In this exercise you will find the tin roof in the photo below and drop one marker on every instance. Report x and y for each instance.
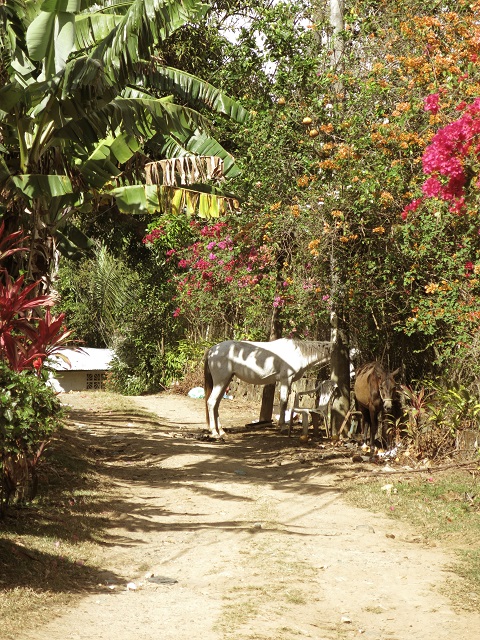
(87, 359)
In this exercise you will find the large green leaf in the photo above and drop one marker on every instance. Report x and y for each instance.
(51, 37)
(42, 186)
(207, 202)
(145, 24)
(200, 144)
(190, 88)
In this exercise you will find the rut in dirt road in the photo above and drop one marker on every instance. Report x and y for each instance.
(243, 547)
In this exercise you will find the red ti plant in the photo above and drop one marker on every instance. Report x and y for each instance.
(26, 338)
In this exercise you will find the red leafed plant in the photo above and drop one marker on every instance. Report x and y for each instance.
(26, 338)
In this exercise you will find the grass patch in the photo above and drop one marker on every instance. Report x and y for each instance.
(51, 548)
(441, 507)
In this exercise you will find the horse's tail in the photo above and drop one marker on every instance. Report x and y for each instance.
(207, 383)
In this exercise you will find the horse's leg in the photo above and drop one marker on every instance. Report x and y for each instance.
(373, 430)
(284, 393)
(213, 403)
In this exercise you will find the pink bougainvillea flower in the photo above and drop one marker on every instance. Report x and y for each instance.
(431, 103)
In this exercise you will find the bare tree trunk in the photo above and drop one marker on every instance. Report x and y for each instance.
(268, 394)
(340, 361)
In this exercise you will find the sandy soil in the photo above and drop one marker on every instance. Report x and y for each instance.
(250, 538)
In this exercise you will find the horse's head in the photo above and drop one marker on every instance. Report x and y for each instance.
(388, 390)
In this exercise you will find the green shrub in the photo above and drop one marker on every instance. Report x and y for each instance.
(30, 412)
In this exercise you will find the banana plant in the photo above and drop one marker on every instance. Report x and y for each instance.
(85, 92)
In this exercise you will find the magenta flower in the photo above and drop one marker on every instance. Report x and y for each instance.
(431, 103)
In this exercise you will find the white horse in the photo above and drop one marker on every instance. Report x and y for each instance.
(261, 363)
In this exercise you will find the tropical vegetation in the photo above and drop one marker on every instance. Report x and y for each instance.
(350, 144)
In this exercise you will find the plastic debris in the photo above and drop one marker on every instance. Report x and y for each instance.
(196, 392)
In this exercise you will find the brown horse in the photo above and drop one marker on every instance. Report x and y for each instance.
(375, 395)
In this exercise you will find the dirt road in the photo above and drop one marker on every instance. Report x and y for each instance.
(244, 540)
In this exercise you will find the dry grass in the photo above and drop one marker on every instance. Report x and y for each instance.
(49, 549)
(442, 507)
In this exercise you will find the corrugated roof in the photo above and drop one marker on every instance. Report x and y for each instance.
(85, 360)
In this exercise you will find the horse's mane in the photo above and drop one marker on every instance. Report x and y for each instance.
(309, 348)
(371, 367)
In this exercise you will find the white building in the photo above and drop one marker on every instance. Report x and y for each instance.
(84, 371)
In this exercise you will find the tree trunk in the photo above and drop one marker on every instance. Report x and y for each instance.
(340, 371)
(268, 394)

Requirements: Transcribe the material exactly, and leave out whatever pictures it holds.

Exercise result:
In this exercise you will find the tin roof in the photo below and drop one marker on every instance. Report x and y for each instance.
(87, 359)
In this exercise you will find the large green leaf in the photo above and drop one marker on every instance. Report x and y for each instance.
(51, 37)
(42, 186)
(207, 202)
(145, 24)
(200, 144)
(190, 88)
In this exercise you will find the rut in dirt road in the photo above and drop one marker on every instance. Report x and y for each instance.
(243, 547)
In this exercise you will find the red ti plant in the photo above and drop one marker on every instance. Report x and y for each instance.
(26, 338)
In this exercise you will find the red leafed plant in the photo above and drop one marker on every instance. Report x and y for each instance.
(26, 338)
In this exercise you will find the grass patch in the photo above and drop one marker on every instance. Report x and y for each instance.
(51, 548)
(441, 507)
In this exercise you will find the horse's tail in the photo above and drop one marker on every instance. Report x and y for each instance.
(207, 383)
In this exercise you will find the horse's leg in the photo above and drop one marker on every instance. Report x and y for each instance.
(373, 430)
(284, 393)
(213, 403)
In this exercise you will find the pink bougainvillea flower in the photo above and drop one marker on every instance. Report x and y for each instance.
(431, 103)
In this exercise you will find the bare tree trunk in the photo above and drop one marker on every instance. Report x and y for each instance.
(268, 394)
(340, 361)
In this exercise you will find the sandy soil in the photo above and drop one marker on every instance. Report x and y for each instance.
(250, 538)
In this exercise you will find the horse's head in the photo above and drop one marker on every instance. Report x and y for each instance.
(388, 390)
In this exercise you will find the green shrub in the photo above and drop one marker on every instance. Report x and y for each instance.
(30, 412)
In this exercise you will find the banana plant in the photo above and drop one marker on every instance. Report x and y for each instance.
(85, 92)
In this exercise you will find the magenta flower in the photo above and drop one marker on every instance. Report x and y for each instance.
(431, 103)
In this exercise you will find the white horse in the photo above and drop one marker on every instance. Report x and y for each instance.
(261, 363)
In this exercise you will find the tropical vegetation in the photo above and drop one marker on every instance. Report x and y for each instance.
(350, 144)
In this exercise you will find the plastic debris in the photo above and drop one marker on every instance. Report x and y for each instance.
(196, 392)
In this exercise you will find the brown horse in the photo above and drop one marker on every instance. Report x and y for each instance.
(375, 395)
In this exercise you will find the dirt road in the photo above and drop one marker on every instance. Report x and y for each instance.
(244, 540)
In this exercise you will find the dry grass in the photo above and drop one marker on every instance. Report x and y for each instance.
(49, 549)
(442, 507)
In this exercise you will find the corrugated roof in the photo above and drop one marker on every instance. Report x and y for each instance.
(85, 360)
In this exercise you will find the horse's mane in the photo above and drop one marker on every instance. Report x and y for each instance.
(309, 348)
(371, 367)
In this exercise you will find the white building in the photo above and drop one marker on every instance. Report x and y for each instance.
(84, 371)
In this exercise you will find the tree trunk in the photo above and drop one marker on every instance. Report x and y for each instance.
(340, 371)
(268, 394)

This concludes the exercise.